- CHALLENGE
Take the line containing "Screenshot question: what is the bounding box of the grassy" and every line after it in the data below, and print them exactly as given, with nothing else.

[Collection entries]
'''

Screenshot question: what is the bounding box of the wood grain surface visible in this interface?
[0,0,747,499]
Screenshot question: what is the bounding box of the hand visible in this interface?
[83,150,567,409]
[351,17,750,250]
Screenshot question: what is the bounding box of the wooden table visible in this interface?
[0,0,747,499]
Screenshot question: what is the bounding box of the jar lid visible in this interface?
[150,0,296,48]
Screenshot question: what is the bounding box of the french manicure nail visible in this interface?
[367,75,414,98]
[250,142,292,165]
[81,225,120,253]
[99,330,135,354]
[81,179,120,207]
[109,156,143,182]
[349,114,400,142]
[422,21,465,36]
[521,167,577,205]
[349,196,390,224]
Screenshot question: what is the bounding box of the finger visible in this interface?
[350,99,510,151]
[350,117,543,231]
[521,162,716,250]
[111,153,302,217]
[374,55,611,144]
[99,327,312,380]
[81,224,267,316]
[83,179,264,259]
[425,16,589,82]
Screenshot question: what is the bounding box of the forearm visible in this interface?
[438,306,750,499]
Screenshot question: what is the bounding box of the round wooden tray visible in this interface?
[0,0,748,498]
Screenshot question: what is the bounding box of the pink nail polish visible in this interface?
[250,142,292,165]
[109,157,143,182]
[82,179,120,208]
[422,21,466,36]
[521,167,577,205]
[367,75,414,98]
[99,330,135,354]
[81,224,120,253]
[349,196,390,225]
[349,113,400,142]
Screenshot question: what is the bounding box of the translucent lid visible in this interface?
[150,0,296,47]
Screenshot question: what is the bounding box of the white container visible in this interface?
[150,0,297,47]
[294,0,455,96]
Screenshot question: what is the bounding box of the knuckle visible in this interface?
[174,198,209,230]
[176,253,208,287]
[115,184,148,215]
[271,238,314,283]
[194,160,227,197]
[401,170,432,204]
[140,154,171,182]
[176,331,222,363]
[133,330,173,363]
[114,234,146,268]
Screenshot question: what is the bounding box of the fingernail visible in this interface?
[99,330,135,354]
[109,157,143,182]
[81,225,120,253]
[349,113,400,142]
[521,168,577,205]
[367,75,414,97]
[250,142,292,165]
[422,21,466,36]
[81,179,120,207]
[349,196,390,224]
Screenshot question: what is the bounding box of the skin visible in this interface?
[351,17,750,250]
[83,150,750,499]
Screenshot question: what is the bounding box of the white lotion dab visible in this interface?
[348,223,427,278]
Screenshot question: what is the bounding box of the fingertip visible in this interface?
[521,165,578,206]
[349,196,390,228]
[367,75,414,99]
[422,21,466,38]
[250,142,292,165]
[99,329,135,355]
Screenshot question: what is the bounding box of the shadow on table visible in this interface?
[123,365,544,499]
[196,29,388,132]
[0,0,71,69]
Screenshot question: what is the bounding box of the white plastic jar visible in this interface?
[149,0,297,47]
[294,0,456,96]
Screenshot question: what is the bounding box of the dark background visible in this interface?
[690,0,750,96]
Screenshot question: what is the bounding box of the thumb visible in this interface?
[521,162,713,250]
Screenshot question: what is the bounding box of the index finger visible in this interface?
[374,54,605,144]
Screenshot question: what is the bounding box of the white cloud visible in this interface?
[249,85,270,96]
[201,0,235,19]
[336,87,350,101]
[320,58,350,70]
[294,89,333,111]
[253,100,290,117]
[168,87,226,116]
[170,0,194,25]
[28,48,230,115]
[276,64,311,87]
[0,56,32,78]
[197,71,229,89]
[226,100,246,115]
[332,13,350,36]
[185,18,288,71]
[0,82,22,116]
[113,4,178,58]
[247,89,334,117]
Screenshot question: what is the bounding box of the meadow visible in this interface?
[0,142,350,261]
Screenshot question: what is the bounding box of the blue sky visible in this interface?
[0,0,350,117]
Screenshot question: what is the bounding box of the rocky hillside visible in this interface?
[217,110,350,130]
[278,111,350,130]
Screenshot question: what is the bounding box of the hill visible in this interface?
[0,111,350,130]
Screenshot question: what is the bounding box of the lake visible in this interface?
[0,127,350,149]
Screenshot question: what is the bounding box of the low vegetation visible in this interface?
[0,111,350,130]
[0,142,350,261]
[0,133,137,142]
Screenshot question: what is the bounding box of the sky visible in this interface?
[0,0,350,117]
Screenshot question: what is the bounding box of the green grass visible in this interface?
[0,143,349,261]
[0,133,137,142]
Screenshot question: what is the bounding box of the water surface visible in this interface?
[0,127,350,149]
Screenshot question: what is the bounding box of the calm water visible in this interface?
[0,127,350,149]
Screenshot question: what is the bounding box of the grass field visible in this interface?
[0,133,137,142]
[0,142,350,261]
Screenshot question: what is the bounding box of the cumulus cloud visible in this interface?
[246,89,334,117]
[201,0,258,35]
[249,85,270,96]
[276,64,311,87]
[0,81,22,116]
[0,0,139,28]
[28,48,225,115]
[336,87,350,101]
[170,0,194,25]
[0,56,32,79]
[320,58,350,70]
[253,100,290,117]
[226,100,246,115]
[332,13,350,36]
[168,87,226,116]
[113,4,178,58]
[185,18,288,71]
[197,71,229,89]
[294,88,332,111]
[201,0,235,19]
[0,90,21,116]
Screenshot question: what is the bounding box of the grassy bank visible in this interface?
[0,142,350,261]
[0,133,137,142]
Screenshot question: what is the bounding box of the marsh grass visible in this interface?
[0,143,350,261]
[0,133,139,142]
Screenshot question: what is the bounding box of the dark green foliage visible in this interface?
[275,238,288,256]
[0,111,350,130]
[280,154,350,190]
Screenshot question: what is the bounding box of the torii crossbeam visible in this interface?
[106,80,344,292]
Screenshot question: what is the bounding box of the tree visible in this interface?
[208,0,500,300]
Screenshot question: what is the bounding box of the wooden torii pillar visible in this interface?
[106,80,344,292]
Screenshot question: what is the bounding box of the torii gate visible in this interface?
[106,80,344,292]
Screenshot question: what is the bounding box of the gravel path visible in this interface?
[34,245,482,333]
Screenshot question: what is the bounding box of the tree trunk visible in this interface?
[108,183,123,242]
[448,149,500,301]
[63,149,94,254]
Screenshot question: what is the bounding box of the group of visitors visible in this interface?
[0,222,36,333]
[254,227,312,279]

'''

- RESULT OF THE EXERCISE
Screenshot question: what is the bounding box of the grassy bank visible in this interface?
[0,142,350,261]
[0,133,137,142]
Screenshot question: what is the bounding box of the marsh grass visible in this interface?
[0,143,350,261]
[0,133,139,142]
Screenshot question: what is the bounding box of the dark green foliage visible in this interface?
[275,238,288,256]
[0,111,350,130]
[280,154,350,190]
Screenshot question: what is the bounding box of the torii crossbeam visible in this interface?
[106,80,344,292]
Screenshot question: what is the bounding box of the tree visible in this interface?
[208,0,500,300]
Screenshot question: what is the bounding box of the wooden torii pillar visible in this interface?
[106,80,344,292]
Screenshot question: what is the bounding box of the torii gate visible in this interface?
[106,80,344,292]
Screenshot question: what is the bounding box of the gravel path visible in this interface?
[34,245,482,333]
Screenshot question: what is the bounding box of the tree trunk visible in this interface?
[108,183,123,242]
[448,149,500,301]
[63,149,94,254]
Screenshot question: what is the bounding box of the group of visitors visible in this interface?
[0,222,36,333]
[254,227,312,279]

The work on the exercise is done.